Task data:
* START *

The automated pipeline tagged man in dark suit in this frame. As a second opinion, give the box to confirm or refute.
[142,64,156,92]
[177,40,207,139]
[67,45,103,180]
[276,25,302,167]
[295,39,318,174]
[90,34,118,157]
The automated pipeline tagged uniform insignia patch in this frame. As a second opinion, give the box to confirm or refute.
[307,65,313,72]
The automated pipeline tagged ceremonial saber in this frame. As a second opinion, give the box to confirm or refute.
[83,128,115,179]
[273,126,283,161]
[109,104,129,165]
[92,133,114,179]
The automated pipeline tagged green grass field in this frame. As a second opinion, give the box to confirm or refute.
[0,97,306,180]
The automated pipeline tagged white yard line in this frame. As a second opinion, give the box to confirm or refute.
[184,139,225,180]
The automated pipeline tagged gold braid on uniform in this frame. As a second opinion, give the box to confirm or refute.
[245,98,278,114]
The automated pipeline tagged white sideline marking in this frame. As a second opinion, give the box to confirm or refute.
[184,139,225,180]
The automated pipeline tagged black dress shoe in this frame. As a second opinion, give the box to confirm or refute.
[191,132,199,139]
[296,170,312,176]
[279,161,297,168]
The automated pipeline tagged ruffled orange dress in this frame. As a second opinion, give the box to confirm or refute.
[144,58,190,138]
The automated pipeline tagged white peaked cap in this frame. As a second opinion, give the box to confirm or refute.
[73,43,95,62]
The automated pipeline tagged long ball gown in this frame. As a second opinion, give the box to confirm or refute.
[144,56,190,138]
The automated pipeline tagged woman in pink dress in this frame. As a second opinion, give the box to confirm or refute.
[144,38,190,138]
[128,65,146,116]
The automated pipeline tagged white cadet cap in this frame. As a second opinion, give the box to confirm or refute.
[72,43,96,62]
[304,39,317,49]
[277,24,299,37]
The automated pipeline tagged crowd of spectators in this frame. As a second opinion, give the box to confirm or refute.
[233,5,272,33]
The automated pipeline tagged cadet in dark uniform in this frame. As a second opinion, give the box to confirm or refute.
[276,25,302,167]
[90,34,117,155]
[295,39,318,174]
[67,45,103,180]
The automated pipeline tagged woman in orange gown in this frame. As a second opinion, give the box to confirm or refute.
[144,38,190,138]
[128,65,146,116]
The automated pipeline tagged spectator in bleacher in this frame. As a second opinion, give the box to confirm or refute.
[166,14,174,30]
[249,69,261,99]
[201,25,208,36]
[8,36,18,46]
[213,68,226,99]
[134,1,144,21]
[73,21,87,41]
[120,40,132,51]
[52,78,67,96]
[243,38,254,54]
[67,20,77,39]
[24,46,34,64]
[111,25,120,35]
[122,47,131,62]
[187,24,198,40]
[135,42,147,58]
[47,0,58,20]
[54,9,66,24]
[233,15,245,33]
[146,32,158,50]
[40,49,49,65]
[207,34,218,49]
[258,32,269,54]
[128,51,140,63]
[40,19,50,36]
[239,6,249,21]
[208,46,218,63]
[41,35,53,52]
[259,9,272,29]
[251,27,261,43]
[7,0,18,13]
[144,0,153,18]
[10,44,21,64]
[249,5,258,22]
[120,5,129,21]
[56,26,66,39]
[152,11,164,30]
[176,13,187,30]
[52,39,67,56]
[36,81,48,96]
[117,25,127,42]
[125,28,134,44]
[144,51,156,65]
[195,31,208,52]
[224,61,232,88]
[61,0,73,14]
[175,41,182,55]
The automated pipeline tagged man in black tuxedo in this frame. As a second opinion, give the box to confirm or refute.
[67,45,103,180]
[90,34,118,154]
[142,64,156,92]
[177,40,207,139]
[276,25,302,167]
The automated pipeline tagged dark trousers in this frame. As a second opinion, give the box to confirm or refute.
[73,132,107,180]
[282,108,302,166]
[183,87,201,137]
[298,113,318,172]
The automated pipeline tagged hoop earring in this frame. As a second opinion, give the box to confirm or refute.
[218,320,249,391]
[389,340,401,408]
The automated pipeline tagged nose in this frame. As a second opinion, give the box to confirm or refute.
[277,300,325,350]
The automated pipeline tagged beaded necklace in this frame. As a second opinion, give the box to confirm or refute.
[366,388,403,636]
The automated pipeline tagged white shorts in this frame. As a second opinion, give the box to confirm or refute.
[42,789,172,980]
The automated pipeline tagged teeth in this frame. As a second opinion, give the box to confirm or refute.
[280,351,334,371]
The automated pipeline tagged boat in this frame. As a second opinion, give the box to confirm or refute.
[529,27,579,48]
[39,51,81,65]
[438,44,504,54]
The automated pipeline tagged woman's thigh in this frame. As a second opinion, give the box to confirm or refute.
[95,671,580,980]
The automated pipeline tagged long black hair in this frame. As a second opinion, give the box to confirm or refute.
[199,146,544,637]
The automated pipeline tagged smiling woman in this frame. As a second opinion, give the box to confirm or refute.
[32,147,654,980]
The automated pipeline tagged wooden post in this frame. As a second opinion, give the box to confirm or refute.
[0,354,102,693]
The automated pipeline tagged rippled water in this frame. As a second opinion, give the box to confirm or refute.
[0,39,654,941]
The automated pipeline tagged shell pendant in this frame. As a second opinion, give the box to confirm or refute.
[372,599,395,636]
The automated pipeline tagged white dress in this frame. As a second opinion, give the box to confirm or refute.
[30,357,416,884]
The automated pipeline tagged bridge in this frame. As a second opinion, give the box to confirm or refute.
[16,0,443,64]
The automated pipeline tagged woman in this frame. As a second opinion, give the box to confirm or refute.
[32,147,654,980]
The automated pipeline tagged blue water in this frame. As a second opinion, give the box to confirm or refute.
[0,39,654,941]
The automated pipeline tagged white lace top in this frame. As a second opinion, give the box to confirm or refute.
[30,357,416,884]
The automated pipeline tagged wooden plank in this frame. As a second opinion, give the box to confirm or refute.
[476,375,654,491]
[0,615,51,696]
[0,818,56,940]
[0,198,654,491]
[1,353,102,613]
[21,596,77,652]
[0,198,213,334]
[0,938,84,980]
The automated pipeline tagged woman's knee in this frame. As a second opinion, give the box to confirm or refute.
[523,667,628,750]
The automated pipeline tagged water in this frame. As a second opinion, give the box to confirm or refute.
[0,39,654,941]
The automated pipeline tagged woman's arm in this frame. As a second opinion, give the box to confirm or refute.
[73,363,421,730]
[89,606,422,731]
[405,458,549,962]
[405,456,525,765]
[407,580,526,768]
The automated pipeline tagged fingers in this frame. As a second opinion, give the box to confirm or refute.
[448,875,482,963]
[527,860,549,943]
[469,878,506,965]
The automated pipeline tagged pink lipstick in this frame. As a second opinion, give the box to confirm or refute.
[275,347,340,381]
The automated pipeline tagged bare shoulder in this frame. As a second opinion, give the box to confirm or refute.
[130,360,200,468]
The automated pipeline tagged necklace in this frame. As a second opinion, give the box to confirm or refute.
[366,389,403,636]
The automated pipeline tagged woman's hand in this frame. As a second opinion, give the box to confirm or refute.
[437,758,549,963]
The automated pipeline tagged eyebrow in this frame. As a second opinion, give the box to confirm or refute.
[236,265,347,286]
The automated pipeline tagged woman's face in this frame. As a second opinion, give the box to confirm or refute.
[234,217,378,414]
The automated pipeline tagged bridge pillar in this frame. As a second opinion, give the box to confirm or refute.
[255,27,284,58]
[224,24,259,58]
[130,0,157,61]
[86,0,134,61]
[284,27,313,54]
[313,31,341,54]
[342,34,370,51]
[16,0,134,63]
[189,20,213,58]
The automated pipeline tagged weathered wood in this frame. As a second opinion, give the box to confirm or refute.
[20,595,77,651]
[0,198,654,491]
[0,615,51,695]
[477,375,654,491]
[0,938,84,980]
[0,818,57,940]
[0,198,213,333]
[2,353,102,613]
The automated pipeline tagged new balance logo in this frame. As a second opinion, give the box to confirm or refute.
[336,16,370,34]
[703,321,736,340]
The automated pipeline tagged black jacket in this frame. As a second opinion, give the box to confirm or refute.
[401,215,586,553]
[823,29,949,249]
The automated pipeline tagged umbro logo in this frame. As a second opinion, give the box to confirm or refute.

* END *

Task objective: Restate the part of the material that opens with the line containing "The automated pipeline tagged fingers" and closes with the line containing "[275,347,340,381]", both ends included, requests and all, adding 42 to every coordinate in the bounding boxes.

Result of the task:
The automated pipeline tagged fingers in this frame. As a second opinion, give the box to confirm or refute.
[490,917,524,1005]
[569,902,591,985]
[511,920,548,1007]
The automated pipeline tagged pink lipstick in this frame. As a second opinion, give the box to confirm or refute.
[317,389,382,423]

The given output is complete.